Aim of the task:
Among these records, which lines include "below"? Copy them out.
((
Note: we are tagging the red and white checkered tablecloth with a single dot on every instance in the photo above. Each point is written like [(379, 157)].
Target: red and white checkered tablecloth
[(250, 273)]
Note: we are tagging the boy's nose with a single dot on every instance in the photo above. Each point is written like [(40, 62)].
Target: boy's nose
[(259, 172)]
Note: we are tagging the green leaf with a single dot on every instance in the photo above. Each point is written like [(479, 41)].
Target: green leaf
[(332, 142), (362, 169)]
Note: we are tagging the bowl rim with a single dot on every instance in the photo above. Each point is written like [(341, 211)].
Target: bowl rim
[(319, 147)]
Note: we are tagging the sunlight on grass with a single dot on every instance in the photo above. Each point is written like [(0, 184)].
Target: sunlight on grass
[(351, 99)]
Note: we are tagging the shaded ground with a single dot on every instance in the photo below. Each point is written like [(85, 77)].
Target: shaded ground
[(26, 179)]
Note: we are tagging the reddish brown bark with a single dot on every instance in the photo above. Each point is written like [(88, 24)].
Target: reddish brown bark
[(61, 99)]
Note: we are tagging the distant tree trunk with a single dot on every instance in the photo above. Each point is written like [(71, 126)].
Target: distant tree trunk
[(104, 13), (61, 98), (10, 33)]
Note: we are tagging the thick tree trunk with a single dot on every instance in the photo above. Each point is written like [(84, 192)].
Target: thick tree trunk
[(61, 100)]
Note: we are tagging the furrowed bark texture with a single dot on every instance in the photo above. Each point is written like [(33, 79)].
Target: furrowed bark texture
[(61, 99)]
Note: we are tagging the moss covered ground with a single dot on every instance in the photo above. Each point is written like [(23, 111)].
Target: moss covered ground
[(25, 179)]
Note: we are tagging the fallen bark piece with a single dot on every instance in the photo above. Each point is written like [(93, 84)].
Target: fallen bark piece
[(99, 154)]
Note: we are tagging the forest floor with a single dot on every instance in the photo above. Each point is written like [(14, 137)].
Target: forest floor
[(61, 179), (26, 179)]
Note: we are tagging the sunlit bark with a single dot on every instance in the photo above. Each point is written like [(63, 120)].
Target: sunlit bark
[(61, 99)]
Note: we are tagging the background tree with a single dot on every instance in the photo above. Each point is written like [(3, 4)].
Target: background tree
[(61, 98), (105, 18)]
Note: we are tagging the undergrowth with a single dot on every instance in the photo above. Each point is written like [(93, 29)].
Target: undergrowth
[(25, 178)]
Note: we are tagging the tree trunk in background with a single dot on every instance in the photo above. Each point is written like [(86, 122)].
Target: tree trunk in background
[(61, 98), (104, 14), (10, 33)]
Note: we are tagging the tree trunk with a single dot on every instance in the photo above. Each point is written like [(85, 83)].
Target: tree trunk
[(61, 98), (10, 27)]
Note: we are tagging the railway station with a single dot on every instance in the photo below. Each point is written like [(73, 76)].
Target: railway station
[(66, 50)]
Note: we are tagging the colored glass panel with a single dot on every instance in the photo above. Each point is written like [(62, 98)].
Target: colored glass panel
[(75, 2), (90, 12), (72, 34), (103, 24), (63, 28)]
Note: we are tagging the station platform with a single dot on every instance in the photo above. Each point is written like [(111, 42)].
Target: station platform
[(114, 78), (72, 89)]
))
Solution to the exercise:
Note: we are tagging the shaded ground with a single dot on every instance in the photo below. Each point is written like [(85, 77)].
Note: we are tagging the railway station with a single dot on every instance in the photo below. Each point is written like [(73, 76)].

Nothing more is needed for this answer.